** begin SELECTED TEXT **

After military successes this spring by Nigeria and by Chad and Niger, two of the poorest nations in the world, Boko Haram has been reduced. At the same time, realizing their need to work together, Chad, Niger, Nigeria and Cameroon, another neighbor, formed the multinational joint task force to expel Boko Haram fully from the region. The force obtained the blessing of the African Union in March and later, in July, from the UN Security Council.
Chérif, who is in his 50s and has been Chad’s ambassador to the UN since 2013, represents his country as an elected member of the Security Council, where Nigeria also sits. He detailed the task force’s work ahead as it organizes, he said.
He also discussed a new proposal by Chad that a force brigade be formed to complement the peacekeeping mission in Mali to contend with the terrorists killing peacekeepers there. Chad is the third-largest troop contributor to Minusma, as the mission is called. It is also the deadliest peacekeeping operation in the UN, recording 56 deaths of peacekeepers since 2013, when it began.

** end SELECTED TEXT **
** begin DATA RECORDS **

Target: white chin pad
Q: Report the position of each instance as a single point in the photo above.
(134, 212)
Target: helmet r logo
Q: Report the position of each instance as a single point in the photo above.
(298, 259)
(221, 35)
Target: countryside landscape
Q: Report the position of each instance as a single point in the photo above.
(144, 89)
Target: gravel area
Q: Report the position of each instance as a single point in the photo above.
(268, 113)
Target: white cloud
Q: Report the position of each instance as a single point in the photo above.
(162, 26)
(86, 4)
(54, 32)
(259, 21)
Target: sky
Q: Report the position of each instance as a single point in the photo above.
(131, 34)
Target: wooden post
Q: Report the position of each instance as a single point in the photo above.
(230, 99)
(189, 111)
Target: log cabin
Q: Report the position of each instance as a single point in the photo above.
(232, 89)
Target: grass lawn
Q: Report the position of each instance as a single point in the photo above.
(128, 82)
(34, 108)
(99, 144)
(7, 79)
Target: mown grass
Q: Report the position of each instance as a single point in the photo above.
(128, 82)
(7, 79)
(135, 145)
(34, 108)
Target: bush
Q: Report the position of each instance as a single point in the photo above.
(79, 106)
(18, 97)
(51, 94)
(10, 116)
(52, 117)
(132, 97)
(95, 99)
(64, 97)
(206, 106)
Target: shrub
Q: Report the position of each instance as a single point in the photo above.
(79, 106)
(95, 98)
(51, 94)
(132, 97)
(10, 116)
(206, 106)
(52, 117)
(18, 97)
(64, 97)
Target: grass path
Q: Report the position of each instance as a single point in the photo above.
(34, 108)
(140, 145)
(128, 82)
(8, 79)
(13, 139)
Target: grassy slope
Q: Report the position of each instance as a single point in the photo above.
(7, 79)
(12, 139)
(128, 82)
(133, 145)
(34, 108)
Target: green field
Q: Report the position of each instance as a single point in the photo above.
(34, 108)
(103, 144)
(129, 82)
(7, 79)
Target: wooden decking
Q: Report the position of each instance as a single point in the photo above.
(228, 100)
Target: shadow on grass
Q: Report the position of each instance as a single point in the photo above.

** end DATA RECORDS **

TO BE DONE:
A: Please quote the part of the passage on Chad and Boko Haram that opens with the words containing "He also discussed" and closes with "when it began.".
B: Translate this sentence from the passage on Chad and Boko Haram into Spanish: "Chad is the third-largest troop contributor to Minusma, as the mission is called."
The listing is separate material from the passage on Chad and Boko Haram.

RESPONSES IN ORDER:
A:
He also discussed a new proposal by Chad that a force brigade be formed to complement the peacekeeping mission in Mali to contend with the terrorists killing peacekeepers there. Chad is the third-largest troop contributor to Minusma, as the mission is called. It is also the deadliest peacekeeping operation in the UN, recording 56 deaths of peacekeepers since 2013, when it began.

B: Chad es el tercer mayor contribuyente de tropas a la Minusma, como se llama la misión.